▶ [WORK INSTRUCTION] Could you please output all of the records exactly?

(Items from a data source)
****************

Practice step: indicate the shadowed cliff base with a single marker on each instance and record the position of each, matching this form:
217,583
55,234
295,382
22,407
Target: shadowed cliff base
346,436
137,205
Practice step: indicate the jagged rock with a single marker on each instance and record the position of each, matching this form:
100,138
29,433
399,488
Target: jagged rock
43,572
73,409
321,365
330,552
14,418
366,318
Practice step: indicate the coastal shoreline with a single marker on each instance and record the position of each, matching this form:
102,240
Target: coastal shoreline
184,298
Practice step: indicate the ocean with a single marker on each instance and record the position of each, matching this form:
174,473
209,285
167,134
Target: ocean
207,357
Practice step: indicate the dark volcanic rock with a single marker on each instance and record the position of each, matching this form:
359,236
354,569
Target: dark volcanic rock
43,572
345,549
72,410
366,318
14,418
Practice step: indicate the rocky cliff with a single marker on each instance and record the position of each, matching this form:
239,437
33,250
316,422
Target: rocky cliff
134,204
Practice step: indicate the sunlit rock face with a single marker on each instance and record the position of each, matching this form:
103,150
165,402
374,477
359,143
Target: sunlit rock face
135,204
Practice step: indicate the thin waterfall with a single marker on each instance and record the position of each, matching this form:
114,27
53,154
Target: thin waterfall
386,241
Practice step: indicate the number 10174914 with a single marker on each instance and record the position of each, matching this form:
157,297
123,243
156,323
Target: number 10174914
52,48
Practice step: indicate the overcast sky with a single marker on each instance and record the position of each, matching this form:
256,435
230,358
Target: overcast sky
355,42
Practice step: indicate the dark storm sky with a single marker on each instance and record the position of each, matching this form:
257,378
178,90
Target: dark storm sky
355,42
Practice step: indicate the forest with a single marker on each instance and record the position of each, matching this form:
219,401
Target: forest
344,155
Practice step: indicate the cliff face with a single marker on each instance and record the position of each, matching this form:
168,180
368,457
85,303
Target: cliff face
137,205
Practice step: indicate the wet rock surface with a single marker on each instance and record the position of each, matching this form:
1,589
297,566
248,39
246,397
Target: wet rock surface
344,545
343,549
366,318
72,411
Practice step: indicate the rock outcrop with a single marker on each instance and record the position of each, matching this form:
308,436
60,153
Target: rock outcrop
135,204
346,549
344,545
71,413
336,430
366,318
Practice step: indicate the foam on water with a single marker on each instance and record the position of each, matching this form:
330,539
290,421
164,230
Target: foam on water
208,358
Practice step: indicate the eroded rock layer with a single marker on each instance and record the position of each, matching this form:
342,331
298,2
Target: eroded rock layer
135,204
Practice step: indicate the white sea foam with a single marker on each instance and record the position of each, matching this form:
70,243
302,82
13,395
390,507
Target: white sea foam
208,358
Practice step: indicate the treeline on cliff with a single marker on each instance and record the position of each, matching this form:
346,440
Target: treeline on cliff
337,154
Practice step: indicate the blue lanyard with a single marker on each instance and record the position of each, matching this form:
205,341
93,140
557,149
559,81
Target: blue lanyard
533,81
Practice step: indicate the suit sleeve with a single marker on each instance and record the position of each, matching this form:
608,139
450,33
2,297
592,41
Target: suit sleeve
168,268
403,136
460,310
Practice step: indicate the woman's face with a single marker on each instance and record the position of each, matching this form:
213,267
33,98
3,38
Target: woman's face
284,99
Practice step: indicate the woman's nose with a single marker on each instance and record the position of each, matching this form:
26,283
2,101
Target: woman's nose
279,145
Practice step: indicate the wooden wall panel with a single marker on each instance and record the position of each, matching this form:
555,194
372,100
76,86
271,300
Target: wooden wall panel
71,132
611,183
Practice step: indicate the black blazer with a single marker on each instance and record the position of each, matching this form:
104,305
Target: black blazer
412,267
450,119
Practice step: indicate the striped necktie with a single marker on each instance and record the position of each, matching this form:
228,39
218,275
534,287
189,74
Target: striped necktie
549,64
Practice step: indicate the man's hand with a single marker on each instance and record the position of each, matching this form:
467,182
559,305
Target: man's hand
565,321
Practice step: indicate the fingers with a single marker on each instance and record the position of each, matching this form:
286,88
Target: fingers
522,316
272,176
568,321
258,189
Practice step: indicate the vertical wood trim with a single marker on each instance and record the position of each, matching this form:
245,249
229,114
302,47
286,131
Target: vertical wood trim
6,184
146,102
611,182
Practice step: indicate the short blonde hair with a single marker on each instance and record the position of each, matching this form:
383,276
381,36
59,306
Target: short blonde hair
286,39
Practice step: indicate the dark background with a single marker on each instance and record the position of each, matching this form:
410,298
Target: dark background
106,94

****************

▶ [SOLUTION BELOW]
Practice step: indicate the shadowed cliff base with a single marker on each instance and record the position of each, matching this form:
217,583
55,234
295,382
22,407
Target: shadowed cliff base
346,436
137,205
Practice step: indicate the jagged rock with a single marker on each instance and record the position of each, matching this form:
100,138
29,433
399,488
Target: jagged rock
43,572
73,409
321,365
330,552
14,418
366,318
Practice step: indicate the coastal shoreline with a single marker on each instance and record the position of each, matching this form:
102,240
Target: coastal shoreline
184,298
Practice step: indicate the ocean with a single marker on each instance and record the position of each, matching this form:
174,473
209,285
167,134
Target: ocean
207,357
Practice step: indicate the dark volcanic rock with a single marker on each instance and record the position of each, matching this form:
359,236
354,569
Target: dark volcanic rock
43,572
345,549
72,410
366,318
14,418
Practice step: indicate the rocky cliff with a single marker on each instance and record the position of each, matching this form:
239,437
33,250
316,422
Target: rocky cliff
134,204
Practice step: indicate the sunlit rock face with a single marker on each instance and record the position of each, matching this form:
103,150
165,402
374,477
359,143
Target: sunlit rock face
135,204
Practice step: indicate the thin waterfall with a single marker on each instance and record the position of each, matching this form:
114,27
53,154
Target: thin waterfall
386,241
Practice step: indicate the number 10174914 with a single marker on each instance and record the position of each, matching this form:
157,297
123,243
156,323
Target: number 10174914
52,48
Practice step: indicate the overcast sky with a single marker on each instance and record the position of each, matching this form:
256,435
230,358
Target: overcast sky
355,42
Practice step: indicate the dark storm sky with a single marker on each instance and record the position of each, matching this form:
257,378
178,90
Target: dark storm sky
355,42
Practice step: indicate the forest with a single marker on each instance and record the position of each, matching this form:
219,401
Target: forest
344,155
Practice step: indicate the cliff face with a single marker on each instance and record the position of each, matching this form:
168,180
368,457
85,303
Target: cliff face
137,205
Practice step: indicate the wet rock surface with a single marker on each instance and record the position of each, matching this form:
1,589
297,566
248,39
246,397
Target: wet rock surface
344,545
343,549
366,318
72,411
Practice step: indicate the rock outcrop with a single marker on each instance and record the position of each, matching this form:
308,436
60,153
Target: rock outcrop
135,204
346,549
344,545
71,413
336,430
366,318
Practice step: indicate the foam on water with a single marker on each instance and record the position of each, matching this form:
330,539
290,421
164,230
Target: foam on water
208,358
Practice step: indicate the eroded rock layer with a single marker on each instance and record the position of each, matching this form:
342,331
298,2
Target: eroded rock layer
135,204
Practice step: indicate the white sea foam with a single marker on each instance and record the position of each, matching this form:
70,243
302,82
13,395
390,507
Target: white sea foam
208,358
Practice step: indicate the treeline on cliff with a single marker on each instance and record the position of each, matching this form:
346,440
Target: treeline on cliff
337,154
Practice step: indicate the blue lanyard with a single marker on each instance and record the position of each, matching this form:
205,341
93,140
557,149
559,81
Target: blue lanyard
533,81
Practice step: indicate the suit sleeve with a single marker on each instance and record the position of each, matching this form:
608,139
450,33
2,297
592,41
Target: suit sleeve
168,268
403,136
460,310
Practice step: indicate the woman's face with a single marker on each instance and record the position of each, matching this form:
213,267
33,98
3,38
Target: woman's face
284,99
Practice step: indicate the woman's nose with a single marker on each instance and record the position of each, matching this form:
26,283
2,101
Target: woman's nose
279,145
Practice step: indicate the wooden wall panel with a single marker on each instance and record the position of each, matching this form:
555,194
372,100
76,86
271,300
Target: wooden wall panel
71,132
611,183
Practice step: indicate the black blazer with a single marker on each instance and record the position of each, matching this form:
104,305
Target: black blazer
412,267
450,119
Practice step: indicate the striped necktie with a single marker on each instance and record the position of each, matching this form:
228,39
218,275
534,287
189,74
Target: striped necktie
549,64
Practice step: indicate the man's hand with a single marker on each instance and record the position of each, matching this form:
467,182
559,305
Target: man's hand
565,321
Practice step: indicate the fingers with a single marker on each instance and record the position of each, matching this form:
286,88
Target: fingers
522,316
272,176
568,321
258,189
Practice step: indicate the vertical wood trim with a single marker on each instance and record the position of each, matching this form:
245,249
229,114
302,47
286,131
Target: vertical wood trim
6,184
146,102
611,182
Practice step: indicate the short blonde hair with a single marker on each instance and record the position of each, matching this form:
383,276
381,36
59,306
Target: short blonde hair
286,39
Practice step: indicate the dark background with a single marker on each instance and record the position of each, matching this form:
410,298
Target: dark background
106,94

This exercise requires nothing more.